(Dataset extract Opens)
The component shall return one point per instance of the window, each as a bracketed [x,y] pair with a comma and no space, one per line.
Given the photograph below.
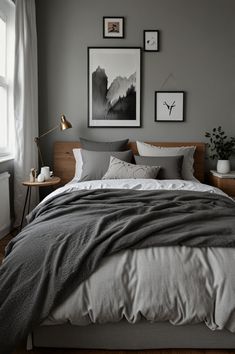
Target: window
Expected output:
[7,10]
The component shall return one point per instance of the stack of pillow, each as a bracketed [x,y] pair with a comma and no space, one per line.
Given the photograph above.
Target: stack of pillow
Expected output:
[114,160]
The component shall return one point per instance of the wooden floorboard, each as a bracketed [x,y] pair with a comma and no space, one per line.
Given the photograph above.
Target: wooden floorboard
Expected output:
[21,349]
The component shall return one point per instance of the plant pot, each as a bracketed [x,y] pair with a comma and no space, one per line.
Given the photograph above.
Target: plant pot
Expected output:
[223,166]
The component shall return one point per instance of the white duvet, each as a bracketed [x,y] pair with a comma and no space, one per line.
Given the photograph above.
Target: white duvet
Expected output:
[176,284]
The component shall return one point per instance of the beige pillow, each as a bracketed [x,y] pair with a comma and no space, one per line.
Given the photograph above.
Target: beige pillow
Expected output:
[187,151]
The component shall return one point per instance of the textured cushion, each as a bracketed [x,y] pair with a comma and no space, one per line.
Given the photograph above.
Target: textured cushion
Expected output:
[171,166]
[104,146]
[96,163]
[188,152]
[119,169]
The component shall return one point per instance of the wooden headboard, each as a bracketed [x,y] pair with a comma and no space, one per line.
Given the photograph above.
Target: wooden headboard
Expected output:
[64,162]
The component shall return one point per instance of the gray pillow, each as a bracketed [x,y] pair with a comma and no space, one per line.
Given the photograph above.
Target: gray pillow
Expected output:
[119,169]
[96,163]
[120,145]
[171,166]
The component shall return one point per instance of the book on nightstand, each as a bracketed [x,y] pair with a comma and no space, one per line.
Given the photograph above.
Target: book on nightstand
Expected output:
[231,174]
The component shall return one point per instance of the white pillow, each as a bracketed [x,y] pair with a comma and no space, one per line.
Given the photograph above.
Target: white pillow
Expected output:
[78,165]
[188,152]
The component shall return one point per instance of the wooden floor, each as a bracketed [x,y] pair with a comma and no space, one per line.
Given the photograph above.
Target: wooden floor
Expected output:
[21,349]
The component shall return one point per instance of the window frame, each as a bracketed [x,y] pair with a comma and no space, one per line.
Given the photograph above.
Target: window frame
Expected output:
[7,14]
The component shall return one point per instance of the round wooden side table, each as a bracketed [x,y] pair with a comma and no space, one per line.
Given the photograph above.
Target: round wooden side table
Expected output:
[51,182]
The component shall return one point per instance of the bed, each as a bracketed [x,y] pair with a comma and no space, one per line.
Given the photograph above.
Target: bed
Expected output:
[97,314]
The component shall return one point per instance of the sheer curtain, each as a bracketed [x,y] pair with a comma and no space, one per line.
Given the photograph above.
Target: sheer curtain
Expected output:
[25,101]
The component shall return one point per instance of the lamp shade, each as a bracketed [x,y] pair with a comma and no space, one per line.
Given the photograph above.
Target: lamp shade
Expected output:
[64,123]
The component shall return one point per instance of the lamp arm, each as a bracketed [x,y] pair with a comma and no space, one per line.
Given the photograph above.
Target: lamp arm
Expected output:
[48,132]
[36,140]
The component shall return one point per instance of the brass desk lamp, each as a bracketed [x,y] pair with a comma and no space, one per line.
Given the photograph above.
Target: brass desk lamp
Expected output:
[63,125]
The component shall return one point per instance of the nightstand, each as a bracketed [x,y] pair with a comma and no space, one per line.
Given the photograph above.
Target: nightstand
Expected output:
[226,184]
[51,182]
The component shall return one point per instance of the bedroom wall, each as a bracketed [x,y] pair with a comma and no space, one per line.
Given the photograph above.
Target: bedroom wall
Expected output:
[197,55]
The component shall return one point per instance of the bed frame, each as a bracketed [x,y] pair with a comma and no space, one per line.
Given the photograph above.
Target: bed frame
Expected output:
[64,162]
[123,335]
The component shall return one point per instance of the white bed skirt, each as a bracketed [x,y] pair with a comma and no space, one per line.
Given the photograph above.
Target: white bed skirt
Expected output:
(Dataset extract Closes)
What to do -
Please copy each line of the entries in which the word "wall" shows up.

Output of the exercise -
The component shall return one point per instance of the bedroom wall, each as a bracketed [x,y] pair with a comma and no space, one per line.
Target: bedroom wall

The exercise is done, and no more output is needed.